-- Start The data --

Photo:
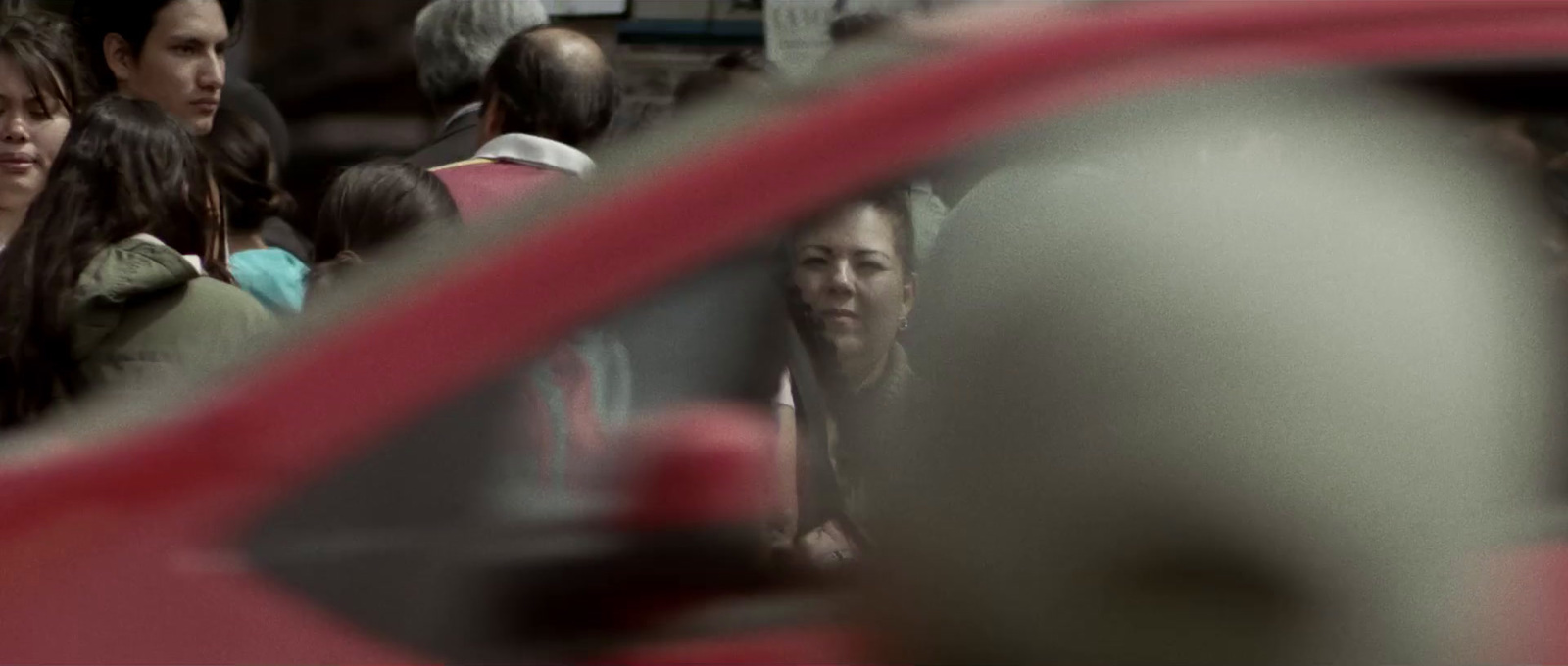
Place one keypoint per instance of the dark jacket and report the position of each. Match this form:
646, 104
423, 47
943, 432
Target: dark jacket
141, 310
455, 141
835, 474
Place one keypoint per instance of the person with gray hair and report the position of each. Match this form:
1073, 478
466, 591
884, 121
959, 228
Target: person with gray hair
454, 44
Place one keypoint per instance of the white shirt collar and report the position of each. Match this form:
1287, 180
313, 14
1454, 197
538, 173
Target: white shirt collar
190, 259
537, 151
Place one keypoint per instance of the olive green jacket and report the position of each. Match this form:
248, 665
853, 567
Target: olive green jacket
143, 310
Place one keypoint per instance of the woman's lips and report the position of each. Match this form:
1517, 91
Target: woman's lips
839, 318
16, 164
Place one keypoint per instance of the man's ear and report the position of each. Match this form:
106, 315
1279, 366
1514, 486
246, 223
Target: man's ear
120, 57
490, 124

-- End The data --

Direction: Rewrite all of the lines above, changing "report the position of each" to "give the coordinates of each" wherever it occurs and leaving everything else as is. Omit the pictures.

Exercise answer:
Photo:
Place one keypoint per instance of the dark jacket and give the coordinates of each. Match this form:
646, 104
423, 47
943, 432
Target: dark jacket
141, 310
455, 141
835, 474
Place one keypoint per instance of the person with gray hair and give the coordinates of each. Match this form:
1073, 478
466, 591
884, 121
959, 228
Target: person with gray hair
454, 44
Place one keypoint per instance of the white shirt collar and give the coordinates of each. Match this form:
1287, 180
313, 14
1454, 197
538, 173
Target: white shirt collar
190, 259
537, 151
Place one keypoint per instance of the olive green jacket and give the coordinates of each. Match this form:
248, 665
853, 567
Target: olive green jacket
143, 310
Place one keypoint per instance of the woman's lips and give the coordinates of each. Match this form:
1517, 91
Target: woman's lips
839, 318
16, 164
Place one keypoint per instance of the man's ear and give the coordinates of each. Match this form:
106, 315
1279, 366
1514, 486
246, 223
Target: man's ear
120, 57
490, 124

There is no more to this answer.